(Source extract):

I worked with Canadian Tire doing site selection in the mid-1990s. One of its sources of data then was credit card intel from those of its clientele that paid with their Canadian Tire credit card. That gave them access to information about spending habits and stores frequented that was unavailable to other retailers. This data is rudimentary to that tracked and collected now by Google, Amazon, Facebook and the like.

Location: is the anchor model dead?

The mantra in real estate has been “location, location, location”. What that meant for site selection for retailers had been to figure out a part of town that did not have what you sell, figure out how big that trade area is and how much disposable income it represents, make an estimate for potential sales, and then figure out if you co-locate close to a retailer with an even bigger draw of potential customers – an anchor – maybe you generate even more sales.

With the increase in e-commerce, maybe where to locate is better optimized by solving for ease of delivery versus being in the heart of a trade area in a conspicuous location with an anchor nearby. Maybe the visibility they strive to optimize is social media visibility and not street presence.

(Task directions): According to the text on retail site selection, what did Canadian Tire use as one of its data sources in the mid-1990s?

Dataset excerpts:
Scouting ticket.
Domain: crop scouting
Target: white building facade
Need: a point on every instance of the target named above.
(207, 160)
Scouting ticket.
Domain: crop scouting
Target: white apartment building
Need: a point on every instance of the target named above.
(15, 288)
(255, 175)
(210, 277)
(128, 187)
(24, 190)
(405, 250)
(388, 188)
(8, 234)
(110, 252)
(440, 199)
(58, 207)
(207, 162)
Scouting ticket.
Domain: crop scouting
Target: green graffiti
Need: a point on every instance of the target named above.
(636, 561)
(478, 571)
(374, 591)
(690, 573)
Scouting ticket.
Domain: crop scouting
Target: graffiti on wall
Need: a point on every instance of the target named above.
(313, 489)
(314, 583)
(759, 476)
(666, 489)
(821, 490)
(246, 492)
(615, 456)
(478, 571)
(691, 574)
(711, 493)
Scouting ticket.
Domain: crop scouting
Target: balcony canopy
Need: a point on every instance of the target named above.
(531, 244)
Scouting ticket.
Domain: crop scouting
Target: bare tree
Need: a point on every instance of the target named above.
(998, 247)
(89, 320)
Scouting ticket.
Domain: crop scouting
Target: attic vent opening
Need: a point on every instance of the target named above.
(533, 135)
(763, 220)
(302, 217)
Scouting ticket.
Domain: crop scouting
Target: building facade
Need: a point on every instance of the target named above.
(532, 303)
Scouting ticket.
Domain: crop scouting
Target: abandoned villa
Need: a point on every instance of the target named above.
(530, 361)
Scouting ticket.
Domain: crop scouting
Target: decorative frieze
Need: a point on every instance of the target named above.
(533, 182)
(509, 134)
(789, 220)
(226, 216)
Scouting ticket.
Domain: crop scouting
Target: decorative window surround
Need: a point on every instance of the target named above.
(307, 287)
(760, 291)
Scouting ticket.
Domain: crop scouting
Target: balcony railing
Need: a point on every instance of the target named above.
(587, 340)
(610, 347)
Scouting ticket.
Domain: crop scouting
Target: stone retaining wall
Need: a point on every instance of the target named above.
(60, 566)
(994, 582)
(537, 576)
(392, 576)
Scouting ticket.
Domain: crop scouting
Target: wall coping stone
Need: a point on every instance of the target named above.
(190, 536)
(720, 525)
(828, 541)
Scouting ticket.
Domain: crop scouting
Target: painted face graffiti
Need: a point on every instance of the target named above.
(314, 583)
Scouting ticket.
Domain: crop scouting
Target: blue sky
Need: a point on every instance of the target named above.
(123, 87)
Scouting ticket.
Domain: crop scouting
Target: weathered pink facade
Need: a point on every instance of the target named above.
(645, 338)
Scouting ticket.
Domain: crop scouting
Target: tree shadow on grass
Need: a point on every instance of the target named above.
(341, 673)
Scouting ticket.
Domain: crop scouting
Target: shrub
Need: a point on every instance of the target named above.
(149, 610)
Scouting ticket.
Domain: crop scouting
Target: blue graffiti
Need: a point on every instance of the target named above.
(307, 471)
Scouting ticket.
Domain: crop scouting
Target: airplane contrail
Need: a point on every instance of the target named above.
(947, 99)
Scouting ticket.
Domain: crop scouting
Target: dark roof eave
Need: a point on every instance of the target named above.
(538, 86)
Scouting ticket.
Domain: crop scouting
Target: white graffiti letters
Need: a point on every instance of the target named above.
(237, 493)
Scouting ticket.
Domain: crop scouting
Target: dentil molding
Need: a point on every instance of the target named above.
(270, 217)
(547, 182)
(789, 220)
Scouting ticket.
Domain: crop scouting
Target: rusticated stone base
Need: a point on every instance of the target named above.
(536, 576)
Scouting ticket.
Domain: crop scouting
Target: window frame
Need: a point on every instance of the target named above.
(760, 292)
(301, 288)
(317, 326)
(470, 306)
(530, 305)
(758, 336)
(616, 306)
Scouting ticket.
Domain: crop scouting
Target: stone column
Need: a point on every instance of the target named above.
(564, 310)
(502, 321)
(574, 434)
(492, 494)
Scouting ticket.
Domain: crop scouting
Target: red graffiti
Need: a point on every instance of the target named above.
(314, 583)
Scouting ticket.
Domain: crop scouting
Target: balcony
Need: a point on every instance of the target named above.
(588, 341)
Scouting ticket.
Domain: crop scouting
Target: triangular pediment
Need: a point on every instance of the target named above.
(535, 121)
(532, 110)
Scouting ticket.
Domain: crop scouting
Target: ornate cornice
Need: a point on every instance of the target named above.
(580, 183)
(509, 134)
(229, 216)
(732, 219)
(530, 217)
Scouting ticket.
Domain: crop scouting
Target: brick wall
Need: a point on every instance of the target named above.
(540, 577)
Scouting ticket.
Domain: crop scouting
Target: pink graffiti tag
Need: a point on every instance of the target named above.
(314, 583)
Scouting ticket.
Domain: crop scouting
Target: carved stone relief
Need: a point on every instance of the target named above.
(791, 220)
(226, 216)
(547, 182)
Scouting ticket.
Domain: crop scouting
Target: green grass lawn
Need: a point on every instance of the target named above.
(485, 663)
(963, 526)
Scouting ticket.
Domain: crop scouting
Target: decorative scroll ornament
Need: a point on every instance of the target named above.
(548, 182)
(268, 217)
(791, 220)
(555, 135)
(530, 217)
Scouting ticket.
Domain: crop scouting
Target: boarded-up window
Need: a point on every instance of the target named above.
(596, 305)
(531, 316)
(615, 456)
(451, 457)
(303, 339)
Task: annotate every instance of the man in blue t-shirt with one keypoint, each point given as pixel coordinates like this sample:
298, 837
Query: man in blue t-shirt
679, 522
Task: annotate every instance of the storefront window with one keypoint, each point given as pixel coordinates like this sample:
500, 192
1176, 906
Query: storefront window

(Solution for this problem): Credit card information from customers who paid with their Canadian Tire credit card.